WHAT THE TASK REQUIRES — Beginning at the line that contains "Find the bike" and ending at the last line of the entries, write out each line exactly; include nothing outside that span.

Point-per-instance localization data
══════════════════════════════

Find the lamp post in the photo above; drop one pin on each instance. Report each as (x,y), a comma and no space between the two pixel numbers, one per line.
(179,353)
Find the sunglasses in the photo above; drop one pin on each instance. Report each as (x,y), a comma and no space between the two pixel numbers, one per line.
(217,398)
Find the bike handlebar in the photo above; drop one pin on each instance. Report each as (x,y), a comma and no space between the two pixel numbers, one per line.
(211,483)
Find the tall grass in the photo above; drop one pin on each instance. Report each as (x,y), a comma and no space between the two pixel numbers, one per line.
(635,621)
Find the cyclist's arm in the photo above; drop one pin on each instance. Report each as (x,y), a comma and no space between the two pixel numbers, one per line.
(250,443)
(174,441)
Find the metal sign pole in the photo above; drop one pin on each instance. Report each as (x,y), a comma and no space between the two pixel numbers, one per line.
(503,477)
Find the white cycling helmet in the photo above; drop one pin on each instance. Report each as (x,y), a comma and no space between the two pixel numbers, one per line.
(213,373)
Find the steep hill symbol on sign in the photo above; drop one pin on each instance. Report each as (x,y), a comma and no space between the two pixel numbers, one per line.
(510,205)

══════════════════════════════

OUTPUT FOR THIS EXERCISE —
Find the bike handlebar in the photo above; drop one pin on each instance. Report each as (x,y), a comma and no space between the two pixel numbers, one per line.
(211,483)
Find the tall grass in the photo above; drop one pin on each instance. Report each as (x,y), a comma and no space between the two pixel numbers, one per line.
(635,621)
Find the cyclist's arm in the photo above; drop one pin on each instance. Report each as (x,y), a comma and no space between the two pixel numbers, one per line.
(250,443)
(174,441)
Find the metal sign pole in the photo above; drop one pin on each instance. Report each as (x,y), a comma and no space between the two pixel numbers, one per line.
(503,477)
Find the white cycling helmet in the photo above; drop one pin on each instance. Report each as (x,y), a comma and no space between the two pixel numbers, one per line.
(213,373)
Find the steep hill symbol on sign in the photo above; drop one pin on each instance. Report each as (x,y), a comma and no space between the two pixel numbers, one per line.
(510,205)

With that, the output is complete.